*Data provided*
.....

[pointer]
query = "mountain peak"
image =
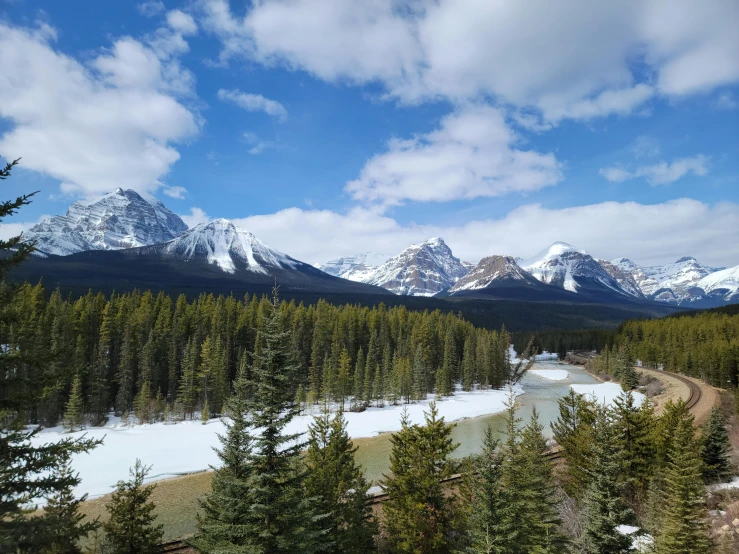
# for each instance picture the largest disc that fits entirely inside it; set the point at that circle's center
(120, 219)
(223, 243)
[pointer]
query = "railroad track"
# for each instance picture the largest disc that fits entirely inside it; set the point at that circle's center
(179, 546)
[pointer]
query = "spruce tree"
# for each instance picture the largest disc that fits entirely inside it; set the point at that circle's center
(604, 508)
(682, 527)
(225, 520)
(62, 513)
(28, 472)
(337, 486)
(74, 417)
(273, 513)
(131, 527)
(573, 431)
(715, 449)
(489, 506)
(419, 516)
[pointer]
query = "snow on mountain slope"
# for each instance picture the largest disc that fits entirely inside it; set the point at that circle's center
(120, 219)
(722, 284)
(421, 270)
(222, 243)
(355, 268)
(678, 282)
(570, 268)
(491, 268)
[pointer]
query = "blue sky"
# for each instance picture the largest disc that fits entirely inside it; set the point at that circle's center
(335, 127)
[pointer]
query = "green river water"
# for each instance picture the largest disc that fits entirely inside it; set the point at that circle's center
(374, 453)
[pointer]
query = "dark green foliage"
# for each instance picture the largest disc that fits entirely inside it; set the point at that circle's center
(74, 417)
(418, 516)
(489, 508)
(682, 524)
(62, 514)
(337, 486)
(574, 433)
(715, 449)
(131, 527)
(272, 513)
(29, 472)
(530, 522)
(604, 507)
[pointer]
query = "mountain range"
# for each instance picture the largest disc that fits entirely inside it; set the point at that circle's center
(124, 238)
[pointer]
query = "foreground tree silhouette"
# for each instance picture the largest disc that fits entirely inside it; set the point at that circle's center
(258, 503)
(419, 516)
(338, 487)
(28, 472)
(130, 528)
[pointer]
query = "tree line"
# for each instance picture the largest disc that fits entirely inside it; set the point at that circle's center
(156, 357)
(703, 345)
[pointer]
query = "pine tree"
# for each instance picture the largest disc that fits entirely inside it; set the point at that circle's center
(225, 521)
(715, 449)
(338, 487)
(604, 508)
(131, 527)
(62, 513)
(74, 417)
(573, 431)
(419, 516)
(488, 503)
(28, 472)
(683, 522)
(273, 514)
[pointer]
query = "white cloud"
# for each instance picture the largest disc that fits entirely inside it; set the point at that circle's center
(110, 123)
(175, 192)
(648, 234)
(257, 144)
(661, 173)
(181, 22)
(472, 154)
(150, 8)
(570, 59)
(253, 103)
(195, 217)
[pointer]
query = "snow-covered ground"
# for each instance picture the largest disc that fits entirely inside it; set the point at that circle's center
(605, 393)
(551, 374)
(186, 447)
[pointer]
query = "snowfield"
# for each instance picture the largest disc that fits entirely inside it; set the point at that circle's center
(606, 393)
(187, 447)
(551, 374)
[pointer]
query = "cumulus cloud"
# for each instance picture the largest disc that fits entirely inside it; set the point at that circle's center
(568, 60)
(195, 217)
(175, 192)
(111, 122)
(472, 154)
(150, 8)
(182, 22)
(648, 234)
(253, 103)
(662, 173)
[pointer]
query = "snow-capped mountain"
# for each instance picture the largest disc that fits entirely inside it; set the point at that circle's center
(572, 269)
(722, 285)
(490, 269)
(222, 243)
(676, 283)
(421, 270)
(355, 268)
(120, 219)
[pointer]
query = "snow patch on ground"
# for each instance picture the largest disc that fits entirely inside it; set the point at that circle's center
(605, 393)
(187, 447)
(551, 374)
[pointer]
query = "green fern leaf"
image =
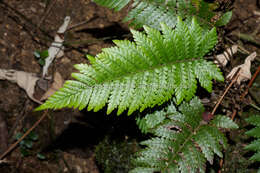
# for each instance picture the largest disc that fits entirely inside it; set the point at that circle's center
(144, 73)
(153, 12)
(182, 142)
(255, 132)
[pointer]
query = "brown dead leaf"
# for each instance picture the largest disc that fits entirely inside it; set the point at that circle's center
(24, 80)
(244, 73)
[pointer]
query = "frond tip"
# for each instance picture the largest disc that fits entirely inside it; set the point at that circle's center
(182, 142)
(144, 73)
(255, 132)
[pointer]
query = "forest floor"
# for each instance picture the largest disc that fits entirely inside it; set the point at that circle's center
(67, 138)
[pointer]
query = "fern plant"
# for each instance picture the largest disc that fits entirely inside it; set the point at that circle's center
(144, 73)
(182, 141)
(153, 12)
(255, 132)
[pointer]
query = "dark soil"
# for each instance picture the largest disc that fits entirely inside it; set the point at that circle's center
(67, 138)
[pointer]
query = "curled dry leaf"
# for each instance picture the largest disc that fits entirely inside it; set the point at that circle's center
(244, 73)
(222, 59)
(57, 84)
(25, 80)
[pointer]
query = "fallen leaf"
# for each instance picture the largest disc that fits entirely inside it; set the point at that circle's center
(24, 80)
(244, 73)
(57, 84)
(222, 59)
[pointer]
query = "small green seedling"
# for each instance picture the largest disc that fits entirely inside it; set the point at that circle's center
(27, 144)
(41, 56)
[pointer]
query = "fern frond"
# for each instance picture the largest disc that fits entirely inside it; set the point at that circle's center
(154, 12)
(255, 132)
(144, 73)
(182, 142)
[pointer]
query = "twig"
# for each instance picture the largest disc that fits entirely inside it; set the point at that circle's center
(247, 37)
(46, 13)
(225, 92)
(26, 134)
(250, 83)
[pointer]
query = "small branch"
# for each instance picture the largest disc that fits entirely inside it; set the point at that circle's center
(57, 46)
(247, 37)
(250, 83)
(46, 13)
(225, 92)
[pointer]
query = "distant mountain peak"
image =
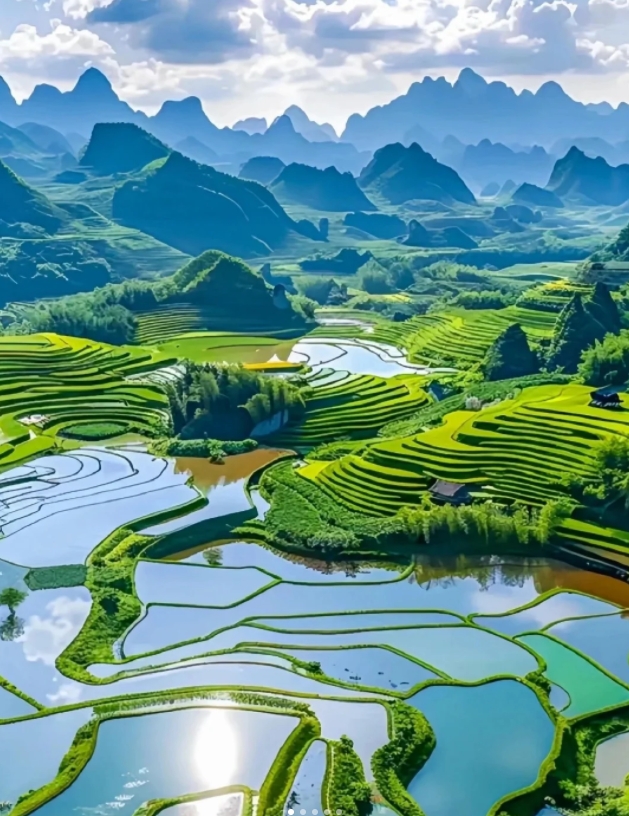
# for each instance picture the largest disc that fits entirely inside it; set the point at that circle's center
(470, 81)
(93, 81)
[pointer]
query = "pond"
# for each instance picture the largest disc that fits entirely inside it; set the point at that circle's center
(463, 652)
(48, 620)
(173, 753)
(74, 501)
(491, 741)
(612, 761)
(364, 723)
(589, 688)
(604, 639)
(288, 567)
(556, 608)
(228, 804)
(306, 790)
(196, 585)
(367, 666)
(19, 741)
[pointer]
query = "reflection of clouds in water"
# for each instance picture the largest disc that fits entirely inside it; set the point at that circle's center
(225, 805)
(68, 693)
(45, 638)
(496, 599)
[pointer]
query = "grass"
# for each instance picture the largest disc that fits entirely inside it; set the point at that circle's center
(518, 449)
(354, 407)
(68, 383)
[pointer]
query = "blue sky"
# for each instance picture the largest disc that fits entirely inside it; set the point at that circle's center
(333, 57)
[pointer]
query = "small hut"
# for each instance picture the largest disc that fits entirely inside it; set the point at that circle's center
(450, 493)
(606, 398)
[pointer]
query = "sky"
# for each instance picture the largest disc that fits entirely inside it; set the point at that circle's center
(331, 57)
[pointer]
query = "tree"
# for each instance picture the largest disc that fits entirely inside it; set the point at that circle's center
(510, 356)
(604, 308)
(12, 598)
(574, 332)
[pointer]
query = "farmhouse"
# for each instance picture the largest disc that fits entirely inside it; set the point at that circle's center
(606, 398)
(450, 492)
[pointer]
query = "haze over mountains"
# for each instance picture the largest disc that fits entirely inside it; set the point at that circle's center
(484, 130)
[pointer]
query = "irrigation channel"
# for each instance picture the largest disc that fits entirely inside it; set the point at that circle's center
(230, 646)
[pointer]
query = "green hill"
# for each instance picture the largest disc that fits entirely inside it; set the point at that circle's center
(264, 169)
(194, 207)
(533, 196)
(121, 147)
(405, 173)
(213, 292)
(21, 204)
(592, 181)
(380, 225)
(326, 189)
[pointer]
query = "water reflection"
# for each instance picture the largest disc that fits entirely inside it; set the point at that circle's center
(216, 750)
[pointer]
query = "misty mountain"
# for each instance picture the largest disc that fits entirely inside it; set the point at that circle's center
(472, 109)
(402, 174)
(589, 181)
(262, 168)
(311, 130)
(193, 207)
(487, 162)
(251, 125)
(320, 189)
(121, 148)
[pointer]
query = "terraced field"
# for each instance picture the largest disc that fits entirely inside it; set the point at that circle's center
(354, 407)
(227, 674)
(458, 337)
(49, 382)
(518, 449)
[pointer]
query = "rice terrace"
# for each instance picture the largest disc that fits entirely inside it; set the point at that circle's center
(314, 453)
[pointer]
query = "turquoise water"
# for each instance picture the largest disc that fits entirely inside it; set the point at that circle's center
(491, 741)
(612, 761)
(172, 753)
(186, 584)
(605, 640)
(163, 626)
(462, 652)
(229, 804)
(368, 666)
(74, 501)
(242, 554)
(556, 608)
(306, 790)
(589, 688)
(32, 750)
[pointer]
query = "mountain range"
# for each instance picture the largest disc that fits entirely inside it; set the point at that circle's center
(485, 130)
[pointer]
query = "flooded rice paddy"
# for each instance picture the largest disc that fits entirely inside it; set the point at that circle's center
(231, 615)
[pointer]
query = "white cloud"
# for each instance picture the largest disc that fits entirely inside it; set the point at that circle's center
(26, 43)
(45, 638)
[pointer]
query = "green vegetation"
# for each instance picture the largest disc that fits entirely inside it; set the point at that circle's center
(326, 190)
(228, 402)
(50, 382)
(510, 356)
(214, 449)
(74, 761)
(279, 781)
(93, 431)
(194, 208)
(401, 174)
(66, 575)
(396, 763)
(345, 786)
(212, 291)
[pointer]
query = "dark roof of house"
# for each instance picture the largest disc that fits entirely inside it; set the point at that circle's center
(449, 489)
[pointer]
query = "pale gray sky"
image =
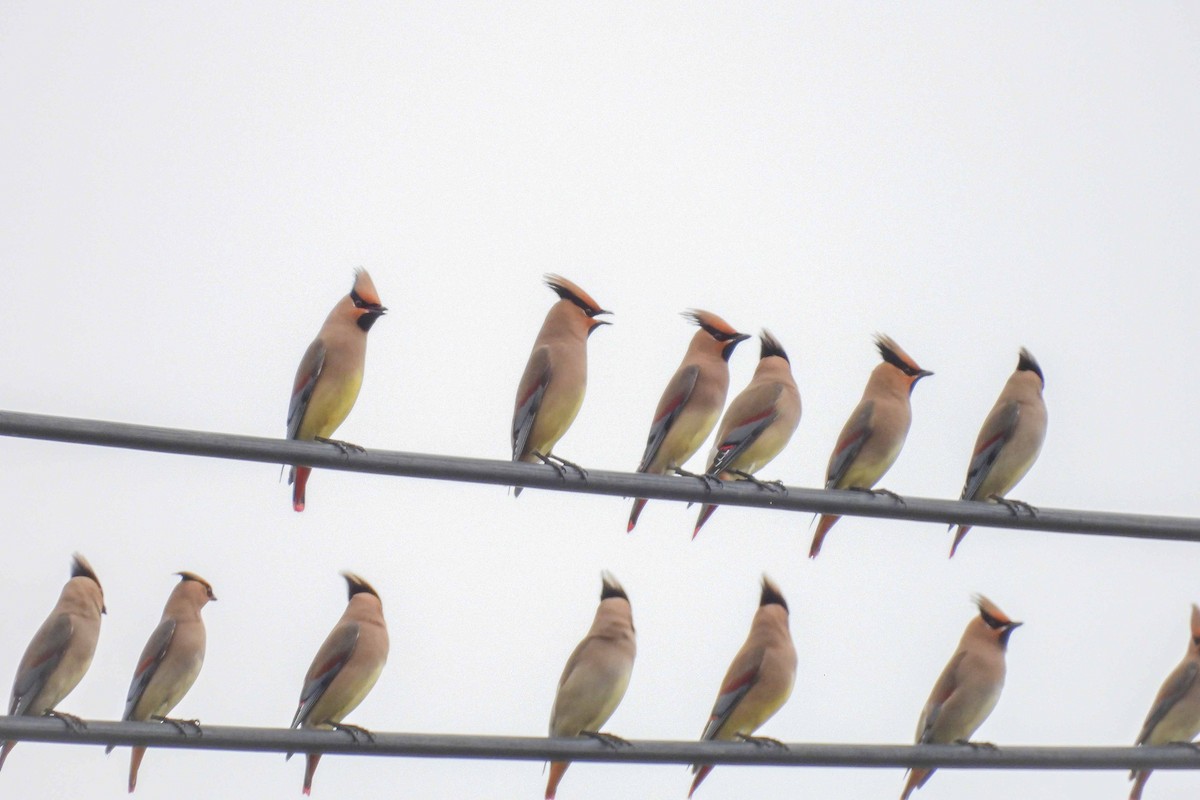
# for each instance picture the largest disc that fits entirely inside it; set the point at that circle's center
(187, 191)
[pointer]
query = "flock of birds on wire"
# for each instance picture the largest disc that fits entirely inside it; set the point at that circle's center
(753, 431)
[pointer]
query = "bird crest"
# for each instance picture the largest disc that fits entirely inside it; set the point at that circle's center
(893, 354)
(568, 290)
(611, 587)
(771, 346)
(1026, 362)
(357, 585)
(772, 594)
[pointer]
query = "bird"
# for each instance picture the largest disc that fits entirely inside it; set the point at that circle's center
(759, 422)
(693, 401)
(1009, 440)
(330, 374)
(169, 662)
(595, 675)
(556, 377)
(967, 689)
(1175, 714)
(60, 653)
(874, 434)
(345, 669)
(757, 683)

.....

*Exercise brief*
Look through the entries. Copy out each line with "dark" in it.

*Written response*
query = "dark green foliage"
query = "dark soil"
query = "dark roof of house"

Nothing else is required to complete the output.